PETUNJUK TUGAS
**a)** Tuliskan kembali bagian teks tentang esensialisme di bawah, antara "Esensialisme, yang memiliki" dan "sistematik dan berdisiplin.", termasuk kedua bagian itu, tanpa mengubah apa pun.
**b)** Jawablah pertanyaan berikut berdasarkan teks tentang esensialisme di bawah.
(i) Pada tahun berapa para pelopor esensialisme mendirikan komite esensialis?
(ii) Apa kepanjangan 3R yang disebutkan dalam teks?
(iii) Filsafat apa saja yang pada umumnya mendasari pemikiran pendidikan esensialisme?
**c)** Lanjutkan teks tentang esensialisme di bawah, mulai setelah baris terakhir yang ditampilkan.

BLOK TEKS
▼

Jumat, 14 Juni 2013

ESENSIALISME




Essensialisme pertama-tama muncul pada awal tahun 1930, yang dipelopori oleh William C Bagley, Isaac L Kandel dan Frederick Breed. Dan pada tahun 1938 mereka mendirikan organisasi dalam bentuk komite esensialis untuk pertimbangan pendidikan di Amerika. Organisasi utama kedua didirikan pada tahun 1950an berupa Dewan Pendidikan Dasar di Amerika dengan juru bicara Himpunan organisasi ini adalah Mortimer Smith dan Arthur Bestor. [1]
Esensialisme merupakan suatu aliran filsafat pendidikan konservatif yang pada mulanya dirumuskan sebagai suatu kritik terhadap trend-trend progresif di sekolah-sekolah yang penuh fleksibilitas, terbuka untuk perubahan, toleran dan tidak ada keterkaitan dengan doktrin tertentu sehingga pendidikan seperti ini cenderung mengabaikan kurikulum yang telah ditentukan dan yang menjadi tradisi sekolah. Oleh karena itu  esensialisme memandang bahwa pendidikan harus berpijak pada nilai-nilai yang memiliki kejelasan, memberikan kestabilan dan nilai-nilai terpilih yang mempunyai tata yang jelas. Para esensialis berpendapat bahwa pengalaman-pengalaman yang diberikan kepada anak harus memiliki nilai esensial dan juga harus memusatkan perhatian kepada kurikulum yang dirancang untuk menanamkan keterampilan-keterampilan dasar yang seharusnya dimiliki oleh anak.
Kalangan esensialis setuju dengan penilaian kalangan perenialis bahwa praktek kependidikan progresif terlalu “lembek” karena dalam upayanya menjadikan belajar sebagai sebuah kesungguhan usaha yang tanpa “derita”. Ia menjauh dari persoalan-persoalan dasar kependidikan. Contohnya, dalam penguasaan “alat-alat” belajar 3R (Reading, Writing, dan Aritmatik) adalah kemampuan dasar membaca, menulis dan berhitung.
Esensialisme, yang memiliki beberapa kesamaan dengan perenialisme, berpendapat bahwa kultur atau budaya kita telah memiliki suatu inti pengetahuan umum yang harus diberikan  di sekolah-sekolah kepada para siswa dalam suatu cara yang sistematik dan berdisiplin.
Esensialisme, seperti halnya perenialisme dan progresivisme bukan merupakan suatu aliran filsafat tersendiri, yang mendirikan suatu bangunan filsafat, melainkan merupakan suatu gerakan dalam pendidikan yang memprotes terhadap pendidikan progresivisme. Dalam pemikiran pendidikannya memang pada umumnya didasari atas filsafat Idealisme dan realisme yang membentuk corak essensialisme. Dua aliran ini bertemu sebagi pendukung essensialisme  akan tetapi tidak lebur menjadi satu dan tidak melepaskan sifatnya yang utama pada dirinya masing-masing.[2]
Beberapa tokoh yang berperan dalam penyebaran aliran essensialisme dan sekaligus memberikan pola dasar pemikiran esensialisme dalam pendidikan adalah[3]:
1. George Wilhelm Friedrich Hegel (1770 – 1831)

▲

BAHAN YANG DISEDIAKAN
▼

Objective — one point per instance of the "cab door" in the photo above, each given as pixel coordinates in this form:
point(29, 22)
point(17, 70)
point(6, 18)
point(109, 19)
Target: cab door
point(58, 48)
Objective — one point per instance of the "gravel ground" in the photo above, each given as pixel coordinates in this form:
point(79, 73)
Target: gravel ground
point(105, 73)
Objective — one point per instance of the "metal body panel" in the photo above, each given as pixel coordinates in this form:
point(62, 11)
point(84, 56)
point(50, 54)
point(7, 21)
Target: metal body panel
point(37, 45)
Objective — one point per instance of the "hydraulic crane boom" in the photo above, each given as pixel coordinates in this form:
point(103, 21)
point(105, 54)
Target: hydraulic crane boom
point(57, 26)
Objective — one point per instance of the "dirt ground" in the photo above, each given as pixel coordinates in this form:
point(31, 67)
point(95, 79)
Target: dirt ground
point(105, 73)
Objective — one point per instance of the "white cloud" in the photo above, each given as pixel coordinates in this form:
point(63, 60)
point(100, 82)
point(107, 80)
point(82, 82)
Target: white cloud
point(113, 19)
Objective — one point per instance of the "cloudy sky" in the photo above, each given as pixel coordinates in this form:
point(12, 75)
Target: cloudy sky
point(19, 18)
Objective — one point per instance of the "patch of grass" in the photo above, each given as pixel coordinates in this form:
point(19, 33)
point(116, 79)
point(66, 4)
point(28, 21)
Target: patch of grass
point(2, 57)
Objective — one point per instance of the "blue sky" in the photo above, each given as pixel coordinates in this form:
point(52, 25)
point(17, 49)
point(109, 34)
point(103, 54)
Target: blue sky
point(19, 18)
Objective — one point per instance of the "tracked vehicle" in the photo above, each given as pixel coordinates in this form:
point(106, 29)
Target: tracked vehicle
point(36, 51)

▲
▼

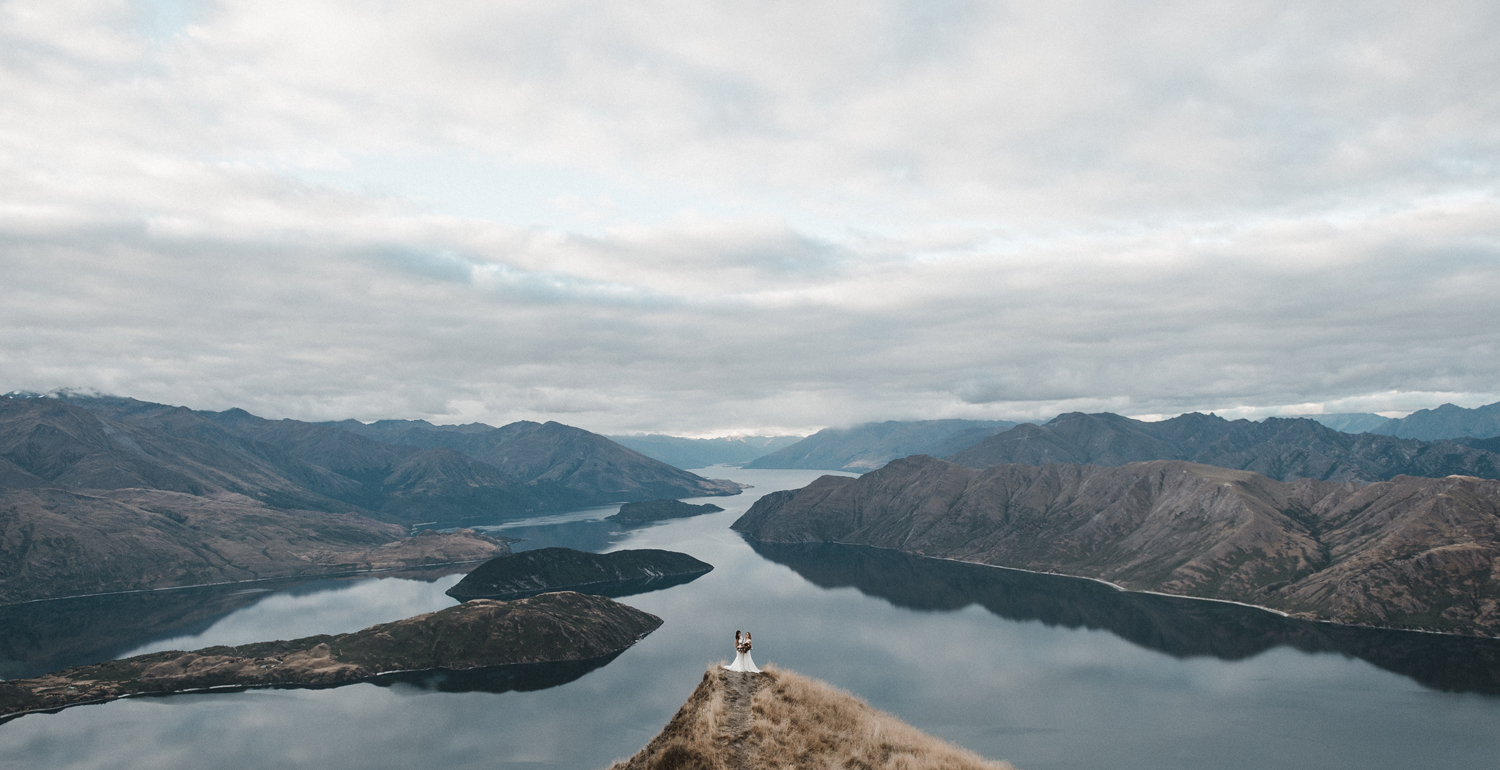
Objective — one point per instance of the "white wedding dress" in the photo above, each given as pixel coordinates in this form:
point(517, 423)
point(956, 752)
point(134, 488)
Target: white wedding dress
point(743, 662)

▲
▼

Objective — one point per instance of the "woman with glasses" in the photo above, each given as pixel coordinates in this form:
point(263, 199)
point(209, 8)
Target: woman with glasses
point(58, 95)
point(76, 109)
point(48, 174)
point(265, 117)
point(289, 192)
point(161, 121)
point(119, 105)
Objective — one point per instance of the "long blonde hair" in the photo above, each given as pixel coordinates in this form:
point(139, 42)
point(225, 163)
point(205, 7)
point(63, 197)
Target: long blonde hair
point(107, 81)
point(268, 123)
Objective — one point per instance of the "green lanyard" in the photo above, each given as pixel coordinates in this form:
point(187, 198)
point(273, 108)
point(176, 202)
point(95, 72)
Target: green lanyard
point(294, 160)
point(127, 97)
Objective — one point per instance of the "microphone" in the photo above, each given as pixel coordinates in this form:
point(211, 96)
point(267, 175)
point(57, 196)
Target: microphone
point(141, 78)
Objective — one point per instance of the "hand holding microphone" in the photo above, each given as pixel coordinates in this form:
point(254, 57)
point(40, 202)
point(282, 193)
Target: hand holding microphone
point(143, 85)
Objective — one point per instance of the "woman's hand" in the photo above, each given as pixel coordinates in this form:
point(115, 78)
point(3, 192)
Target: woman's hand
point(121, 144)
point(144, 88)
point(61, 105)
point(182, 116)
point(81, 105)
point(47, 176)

▲

JAWABAN TERTULIS
**a)**
Esensialisme, yang memiliki beberapa kesamaan dengan perenialisme, berpendapat bahwa kultur atau budaya kita telah memiliki suatu inti pengetahuan umum yang harus diberikan  di sekolah-sekolah kepada para siswa dalam suatu cara yang sistematik dan berdisiplin.

**b)**
(i) Tahun 1938.
(ii) Reading, Writing, dan Aritmatik.
(iii) Filsafat idealisme dan realisme.

**c)**
Friedrich Hegel mengemukakan adanya sintesa antara ilmu pengetahuan dan agama menjadi suatu pemahaman yang menggunakan landasan spiritual. Sebuah penerapan yang dapat dijadikan contoh mengenai sintesa ini adalah pada teori sejarah. Hegel mengatakan bahwa tiap tingkat kelanjutan, yang dikuasai oleh hukum-hukum yang sejenis. Hegel mengemukakan pula bahwa sejarah adalah manifestasi dari berpikirnya Tuhan. Tuhan berpikir dan mengadakan ekspresi mengenai pengaturan yang dinamis mengenai dunia dan semuanya nyata dalam arti spiritual. Oleh karena Tuhan adalah sumber dari gerak, maka ekspresi berpikir juga merupakan gerak.
2. George Santayana
Santayana memadukan antara aliran idealisme dan aliran realisme dalam suatu sintesa dengan mengatakan bahwa nilai itu tidak dapat ditandai dengan suatu konsep tunggal, karena minat, perhatian dan pengalaman seseorang menentukan adanya kualitas tertentu. Walaupun idealisme menjunjung asas otoriter atau nilai-nilai, namun juga tetap mengakui bahwa pribadi secara aktif bersifat menentukan nilai-nilai itu atas dirinya sendiri (memilih, melaksanakan).
  1. Desiderius Erasmus, humanis Belanda yang hidup pada akhir abad ke 15 dan permulaan abad ke 16, adalah tokoh pertama yang menolak pandangan hidup yang berpijak pada “dunia lain”. Ia berusaha agar kurikulum disekolah bersifat humanistis dan bersifat internasional sehingga dapat diikuti oleh kaum tengahan dan aristokrat
  2. Johann Amos Cornenius (1592-1670), tokoh Renaissance yang pertama berusaha mensisitematiskan proses pengajaran. Ia memiliki pandangan realis yang dogmatis dan karena dunia ini dinamis dan bertujuan maka tugas kewajiban pendidikan adalah membentuk anak sesuai dengan kehendak Tuhan.
  3. John Locke (1632-1704), tokoh dari Inggris dan populer sebagai “pemikir dunia” mengatakan bahwa pendidikan hendaknya selalu dekat situasi dan kondisi. Ia juga memiliki sekolah kerja untuk anak-anak miskin.
  4. Johann Henrich Pestalozzi (1746-1827), mempunyai kepercayaan bahwa sifat-sifat alam itu tercermin pada manusia, sehingga pada diri manusia terdapat kemampuan-kemampuan wajarnya. Selain itu ia percaya akan hal-hal transedental dan manusia mempunyai hubungan transedental langsung dengan Tuhan.
  5. Johann Friederich Frobel (1782-1852) seorang tokoh transendental pula yang corak pandangannya bersifat kosmissintetis dan manusia adal;ah makhluk ciptaan Tuhan yang merupakan bagian dari alam ini. Oleh karena itu ia tunduk dan mengikuti ketentuandari hukum-hukum alam. Terhadap pendidikan ia memandang anak sebagai makhluk yang berekspresi kreatif dan tugas pendidikan adalah memimpin peserta didik kearah kesadaran diri sendiri yang murni, sesuai fitrah kejadiannya.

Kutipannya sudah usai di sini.